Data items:
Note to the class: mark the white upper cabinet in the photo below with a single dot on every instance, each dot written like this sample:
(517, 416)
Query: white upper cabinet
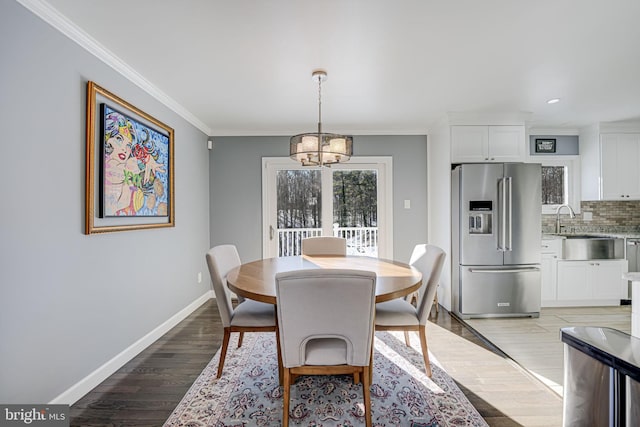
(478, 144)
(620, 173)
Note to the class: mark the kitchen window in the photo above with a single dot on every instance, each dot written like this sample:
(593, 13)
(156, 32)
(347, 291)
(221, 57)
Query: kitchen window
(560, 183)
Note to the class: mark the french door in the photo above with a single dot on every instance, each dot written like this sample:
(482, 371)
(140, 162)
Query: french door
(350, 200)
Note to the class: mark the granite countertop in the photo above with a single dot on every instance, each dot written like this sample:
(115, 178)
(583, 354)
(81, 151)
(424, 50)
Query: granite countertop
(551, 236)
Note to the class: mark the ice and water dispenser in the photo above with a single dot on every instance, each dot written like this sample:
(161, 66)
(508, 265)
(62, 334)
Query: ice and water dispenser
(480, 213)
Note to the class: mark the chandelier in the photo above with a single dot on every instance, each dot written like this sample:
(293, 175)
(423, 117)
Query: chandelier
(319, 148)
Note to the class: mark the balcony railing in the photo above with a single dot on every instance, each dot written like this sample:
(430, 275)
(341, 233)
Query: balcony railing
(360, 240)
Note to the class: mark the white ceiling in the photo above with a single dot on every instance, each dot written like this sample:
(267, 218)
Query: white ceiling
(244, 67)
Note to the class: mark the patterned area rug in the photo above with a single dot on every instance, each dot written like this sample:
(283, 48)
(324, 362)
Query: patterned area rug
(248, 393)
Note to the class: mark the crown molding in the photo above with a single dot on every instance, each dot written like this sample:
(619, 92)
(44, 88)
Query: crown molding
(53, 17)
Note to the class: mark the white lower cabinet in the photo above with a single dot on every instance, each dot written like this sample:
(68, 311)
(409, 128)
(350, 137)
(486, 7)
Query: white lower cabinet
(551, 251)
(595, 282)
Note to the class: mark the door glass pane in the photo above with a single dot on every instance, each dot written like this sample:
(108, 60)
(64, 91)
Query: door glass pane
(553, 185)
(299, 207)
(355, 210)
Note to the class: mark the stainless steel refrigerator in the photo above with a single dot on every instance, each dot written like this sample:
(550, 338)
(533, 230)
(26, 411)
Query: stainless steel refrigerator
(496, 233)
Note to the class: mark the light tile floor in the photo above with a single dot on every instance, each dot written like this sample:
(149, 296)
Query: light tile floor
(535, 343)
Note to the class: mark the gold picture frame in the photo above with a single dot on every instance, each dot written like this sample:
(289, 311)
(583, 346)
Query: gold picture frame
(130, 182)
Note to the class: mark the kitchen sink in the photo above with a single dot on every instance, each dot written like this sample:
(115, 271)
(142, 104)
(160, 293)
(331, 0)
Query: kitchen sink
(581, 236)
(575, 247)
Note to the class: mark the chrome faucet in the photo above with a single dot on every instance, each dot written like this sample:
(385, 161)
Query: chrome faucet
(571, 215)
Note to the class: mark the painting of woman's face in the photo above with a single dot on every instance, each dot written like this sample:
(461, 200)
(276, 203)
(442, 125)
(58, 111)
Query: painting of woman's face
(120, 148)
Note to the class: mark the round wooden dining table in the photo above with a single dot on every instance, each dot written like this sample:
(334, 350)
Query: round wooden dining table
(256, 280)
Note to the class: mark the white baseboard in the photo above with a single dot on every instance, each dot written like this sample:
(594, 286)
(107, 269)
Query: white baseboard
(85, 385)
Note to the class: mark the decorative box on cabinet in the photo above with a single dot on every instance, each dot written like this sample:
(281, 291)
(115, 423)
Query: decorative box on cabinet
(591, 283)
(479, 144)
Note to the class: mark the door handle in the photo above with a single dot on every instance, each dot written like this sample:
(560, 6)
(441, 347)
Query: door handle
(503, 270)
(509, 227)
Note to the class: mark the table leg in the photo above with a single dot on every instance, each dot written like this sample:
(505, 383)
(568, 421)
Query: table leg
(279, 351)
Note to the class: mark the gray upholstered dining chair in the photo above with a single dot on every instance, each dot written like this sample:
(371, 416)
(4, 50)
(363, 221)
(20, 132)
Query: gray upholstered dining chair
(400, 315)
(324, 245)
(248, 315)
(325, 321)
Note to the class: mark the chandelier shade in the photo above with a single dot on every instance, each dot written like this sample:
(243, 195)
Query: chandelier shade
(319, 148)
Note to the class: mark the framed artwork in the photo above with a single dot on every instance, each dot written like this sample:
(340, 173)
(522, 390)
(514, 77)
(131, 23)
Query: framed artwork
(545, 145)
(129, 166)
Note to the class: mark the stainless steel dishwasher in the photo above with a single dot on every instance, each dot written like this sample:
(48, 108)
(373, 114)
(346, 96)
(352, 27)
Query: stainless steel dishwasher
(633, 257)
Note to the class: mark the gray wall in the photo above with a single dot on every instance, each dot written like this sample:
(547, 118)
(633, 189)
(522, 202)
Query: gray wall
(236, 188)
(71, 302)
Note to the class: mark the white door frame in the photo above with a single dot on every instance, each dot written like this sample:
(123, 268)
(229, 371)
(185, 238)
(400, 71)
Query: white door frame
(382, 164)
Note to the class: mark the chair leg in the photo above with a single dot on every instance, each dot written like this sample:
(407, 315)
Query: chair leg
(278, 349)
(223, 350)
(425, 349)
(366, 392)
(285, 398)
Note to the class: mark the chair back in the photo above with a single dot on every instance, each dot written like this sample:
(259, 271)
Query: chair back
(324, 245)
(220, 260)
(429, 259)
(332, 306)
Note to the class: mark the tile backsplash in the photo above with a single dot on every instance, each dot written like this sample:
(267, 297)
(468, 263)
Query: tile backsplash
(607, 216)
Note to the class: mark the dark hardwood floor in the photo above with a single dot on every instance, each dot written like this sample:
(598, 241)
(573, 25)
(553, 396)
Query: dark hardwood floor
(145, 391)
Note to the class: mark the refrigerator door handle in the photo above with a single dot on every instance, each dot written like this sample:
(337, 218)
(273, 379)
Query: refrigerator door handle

» **What this task involves**: Can you copy every line of the data above word for word, leaving out the pictures?

» **Worked answer**:
Note to the class: mark the white upper cabinet in the photo below with a single dot on every instance, each dot written like this sample:
(517, 416)
Query: white upper cabinet
(478, 144)
(620, 173)
Note to the class: mark the kitchen window in the photo above with a single dot on every instance, each dot written like this sample:
(593, 13)
(156, 32)
(347, 291)
(221, 57)
Query: kitchen window
(560, 183)
Note to the class: mark the french door in the photo above with a single dot on every instance, each dot written like this sample:
(482, 371)
(140, 162)
Query: french door
(350, 200)
Note to the class: mark the granite countertop in the photo above with a single dot on every instance, each dot written like this sample:
(115, 178)
(583, 354)
(81, 151)
(424, 50)
Query: granite countertop
(551, 236)
Note to the class: mark the ice and water dispenser in the photo above with a single dot on every instance, each dot written like this sample:
(161, 66)
(508, 265)
(62, 334)
Query: ice and water dispenser
(480, 213)
Note to the class: mark the chandelier in the photo above with a single dot on every instance, each dot written like this sample:
(293, 175)
(423, 117)
Query: chandelier
(319, 148)
Note to the class: mark the balcony railing in the photo above with a single dot on every instance, each dot written like this sample:
(430, 275)
(341, 233)
Query: balcony railing
(360, 240)
Note to the class: mark the white ceiling in the photo above with a single dot on every instance, each dot written like this sample:
(267, 218)
Query: white ceiling
(244, 67)
Note to the class: mark the patterned area rug in the photo above with a single dot on every instance, each dot written like this sample:
(283, 48)
(324, 362)
Query: patterned area rug
(248, 393)
Note to the class: mark the crown molding in the photo above with a single dot on every instance, each dot written like this sample:
(619, 92)
(44, 88)
Query: crown molding
(53, 17)
Note to the class: mark the white lower cabinet in the photo above with a single dot on every instance, each dot written like this sample:
(68, 311)
(409, 128)
(350, 137)
(486, 7)
Query: white lower cabinet
(551, 251)
(595, 282)
Note to the class: mark the door glass pane in the photo above with a single dot on every instance, each dot written like this sample:
(108, 60)
(64, 91)
Query: door glass pane
(553, 185)
(299, 207)
(355, 210)
Note to the class: mark the stainless steel refrigerator in the photo above with a single dot on every instance, each dot written like this sample:
(550, 338)
(533, 230)
(26, 411)
Query: stainless steel refrigerator
(496, 233)
Note to the class: mark the light tile floor in the photo above with a single dot on every instance, each dot written like this sample:
(149, 296)
Query: light tile floor
(535, 343)
Note to the class: mark the gold picture frame in the photo above with a single dot on every instance, each dot written like this sample:
(289, 311)
(583, 346)
Query: gold picture frame
(130, 182)
Note to the class: mark the kitchen sink in the photo above with a single dot on every instance, each dot written like this sample:
(115, 271)
(142, 104)
(160, 293)
(331, 0)
Query: kitchen sink
(581, 236)
(575, 247)
Note to the class: mark the chrome faucet in the photo above with a single dot on every instance, each dot written like this sample:
(385, 161)
Query: chrome faucet
(571, 215)
Note to the class: mark the painting of woman's face in the photo above with a single dot on every instance, each dot written like this sample:
(461, 200)
(276, 203)
(442, 125)
(58, 111)
Query: painting of woman's face
(120, 148)
Note to the class: mark the round wooden dining table in the photo above with a single dot on every instance, each dot written like this sample:
(334, 350)
Query: round wooden dining table
(256, 280)
Note to the class: mark the white baseboard in the photo above with a single dot on every instance, each dot written like this sample:
(594, 286)
(107, 269)
Query: white baseboard
(85, 385)
Note to the class: mark the decorative box on cabinet in the photo above with a single dot on every instance, each dot written like this sample:
(281, 291)
(115, 423)
Query: decorative box on cabinet
(591, 283)
(479, 144)
Note to the class: mark the door handle in the photo above with a single dot on every instance, each dot written like this sample:
(560, 6)
(441, 347)
Query: door handle
(503, 270)
(509, 227)
Note to the class: mark the table leg in the photo above with a single dot on every instance, each dot written like this sample:
(505, 383)
(568, 421)
Query: table leg
(279, 351)
Note to the class: mark the gray upholstered dining chair in the photo above with a single dot on every instance, each dot written like this sample:
(371, 416)
(4, 50)
(363, 221)
(20, 132)
Query: gray upholstered dining chair
(400, 315)
(324, 245)
(248, 315)
(325, 321)
Note to the class: mark the chandelier shade in the photo above with a single dot on every instance, each dot written like this sample:
(243, 195)
Query: chandelier shade
(319, 148)
Note to the class: mark the framed artwork in the photo above with a single dot on every instance, each dot written like this sample:
(340, 173)
(522, 390)
(514, 77)
(131, 23)
Query: framed artwork
(545, 145)
(129, 166)
Note to the class: mark the stainless steel dishwasher in the photo above with a single dot on every instance, each dot written like this sample:
(48, 108)
(373, 114)
(346, 96)
(352, 27)
Query: stainless steel dishwasher
(633, 257)
Note to the class: mark the gray wall in the photo above with a single dot on every instance, each dot written like this sample:
(547, 118)
(633, 189)
(522, 202)
Query: gray wall
(236, 188)
(71, 302)
Note to the class: mark the white door frame in the photo above with a single dot on every instance, each dot written like this sample:
(123, 268)
(229, 371)
(185, 238)
(400, 71)
Query: white door frame
(382, 164)
Note to the class: mark the chair leg in the photo above with a single dot on every instance, each dot written like this sample:
(407, 315)
Query: chair leg
(278, 349)
(223, 350)
(425, 349)
(366, 392)
(285, 398)
Note to the class: mark the chair back in the photo above with a single dot on every instance, each dot written like this sample:
(259, 271)
Query: chair back
(324, 245)
(220, 260)
(429, 259)
(332, 306)
Note to the class: mark the tile backsplash in the photo above with a single dot on every instance, each dot written like this sample:
(267, 297)
(468, 263)
Query: tile backsplash
(607, 216)
Note to the class: mark the dark hardwood floor in the photo above with a single dot on every instance, each dot written like this sample:
(598, 241)
(573, 25)
(553, 396)
Query: dark hardwood floor
(145, 391)
Note to the class: mark the refrigerator door handle in the photo above with a single dot on every instance, each dot written like this sample:
(337, 218)
(273, 379)
Query: refrigerator door handle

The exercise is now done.